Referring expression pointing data
* * * * * * * * *

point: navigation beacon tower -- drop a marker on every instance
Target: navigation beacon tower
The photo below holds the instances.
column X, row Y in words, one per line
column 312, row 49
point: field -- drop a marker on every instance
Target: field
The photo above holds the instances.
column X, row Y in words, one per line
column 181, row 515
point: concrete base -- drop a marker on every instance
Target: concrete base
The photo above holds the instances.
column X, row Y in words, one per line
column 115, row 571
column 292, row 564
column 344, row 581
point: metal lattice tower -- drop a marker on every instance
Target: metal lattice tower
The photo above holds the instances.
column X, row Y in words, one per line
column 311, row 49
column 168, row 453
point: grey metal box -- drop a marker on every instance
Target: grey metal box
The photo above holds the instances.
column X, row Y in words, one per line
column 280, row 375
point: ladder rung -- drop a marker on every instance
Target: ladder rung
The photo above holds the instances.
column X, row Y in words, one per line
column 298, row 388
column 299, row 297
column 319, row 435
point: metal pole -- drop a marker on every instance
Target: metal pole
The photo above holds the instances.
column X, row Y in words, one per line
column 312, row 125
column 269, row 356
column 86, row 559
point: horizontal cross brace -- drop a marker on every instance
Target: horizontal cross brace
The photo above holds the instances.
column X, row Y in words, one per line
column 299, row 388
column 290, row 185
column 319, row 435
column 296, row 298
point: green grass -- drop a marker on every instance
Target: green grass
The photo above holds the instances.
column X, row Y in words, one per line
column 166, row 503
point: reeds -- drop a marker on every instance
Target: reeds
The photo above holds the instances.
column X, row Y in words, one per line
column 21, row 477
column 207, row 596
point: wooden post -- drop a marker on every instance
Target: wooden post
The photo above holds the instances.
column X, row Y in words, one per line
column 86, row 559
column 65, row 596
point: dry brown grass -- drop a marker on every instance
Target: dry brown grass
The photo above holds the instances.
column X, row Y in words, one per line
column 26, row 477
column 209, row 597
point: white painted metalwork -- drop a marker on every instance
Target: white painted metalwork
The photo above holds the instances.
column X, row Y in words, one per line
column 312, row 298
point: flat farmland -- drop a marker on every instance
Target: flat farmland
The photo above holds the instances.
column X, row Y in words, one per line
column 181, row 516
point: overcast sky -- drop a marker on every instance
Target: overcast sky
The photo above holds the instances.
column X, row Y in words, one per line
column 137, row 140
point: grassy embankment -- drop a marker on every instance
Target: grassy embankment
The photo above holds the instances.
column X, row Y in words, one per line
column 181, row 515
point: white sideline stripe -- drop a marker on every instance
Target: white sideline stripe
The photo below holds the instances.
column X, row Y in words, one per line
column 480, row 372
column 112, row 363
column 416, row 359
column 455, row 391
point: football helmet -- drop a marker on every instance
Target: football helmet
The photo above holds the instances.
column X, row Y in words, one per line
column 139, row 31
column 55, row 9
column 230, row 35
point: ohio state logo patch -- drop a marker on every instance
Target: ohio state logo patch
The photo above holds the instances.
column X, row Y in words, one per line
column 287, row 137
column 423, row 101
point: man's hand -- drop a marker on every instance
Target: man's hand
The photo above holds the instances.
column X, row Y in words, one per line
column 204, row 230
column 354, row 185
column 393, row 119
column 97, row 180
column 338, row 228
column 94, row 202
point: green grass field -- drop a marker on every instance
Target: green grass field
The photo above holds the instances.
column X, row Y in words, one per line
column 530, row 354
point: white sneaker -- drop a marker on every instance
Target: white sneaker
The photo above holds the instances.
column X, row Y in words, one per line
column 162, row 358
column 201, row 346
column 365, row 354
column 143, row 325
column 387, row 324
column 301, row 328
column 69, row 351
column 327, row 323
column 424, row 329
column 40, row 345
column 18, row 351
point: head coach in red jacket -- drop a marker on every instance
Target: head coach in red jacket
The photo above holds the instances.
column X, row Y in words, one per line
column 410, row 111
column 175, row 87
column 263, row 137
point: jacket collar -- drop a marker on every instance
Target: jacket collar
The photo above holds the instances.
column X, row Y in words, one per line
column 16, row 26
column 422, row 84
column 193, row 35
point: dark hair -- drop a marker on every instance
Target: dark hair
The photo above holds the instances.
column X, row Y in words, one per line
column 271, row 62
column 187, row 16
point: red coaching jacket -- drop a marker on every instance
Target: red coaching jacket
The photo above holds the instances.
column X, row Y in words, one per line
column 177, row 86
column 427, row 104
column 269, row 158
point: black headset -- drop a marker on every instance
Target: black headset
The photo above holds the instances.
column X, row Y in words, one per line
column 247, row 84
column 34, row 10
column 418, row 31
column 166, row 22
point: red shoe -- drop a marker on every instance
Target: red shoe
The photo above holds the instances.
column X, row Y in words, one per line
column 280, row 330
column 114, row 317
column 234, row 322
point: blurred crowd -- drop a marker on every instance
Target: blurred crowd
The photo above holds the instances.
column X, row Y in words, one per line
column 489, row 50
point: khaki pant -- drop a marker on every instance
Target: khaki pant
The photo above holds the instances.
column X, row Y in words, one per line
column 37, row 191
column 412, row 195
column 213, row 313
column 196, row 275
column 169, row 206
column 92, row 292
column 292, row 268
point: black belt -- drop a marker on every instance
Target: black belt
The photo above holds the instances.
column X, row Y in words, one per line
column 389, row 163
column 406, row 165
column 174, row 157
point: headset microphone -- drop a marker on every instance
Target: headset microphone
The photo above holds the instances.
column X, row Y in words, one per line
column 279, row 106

* * * * * * * * *

**What you should do**
Reproduce the entries exactly, but only from their first line to the line holding "Target: field", with that last line kept.

**Result of the exercise**
point: navigation beacon tower -- drop a marker on every instance
Target: navigation beacon tower
The photo below holds the instances.
column X, row Y in words, one per line
column 312, row 49
point: field -- drop a marker on every instance
Target: field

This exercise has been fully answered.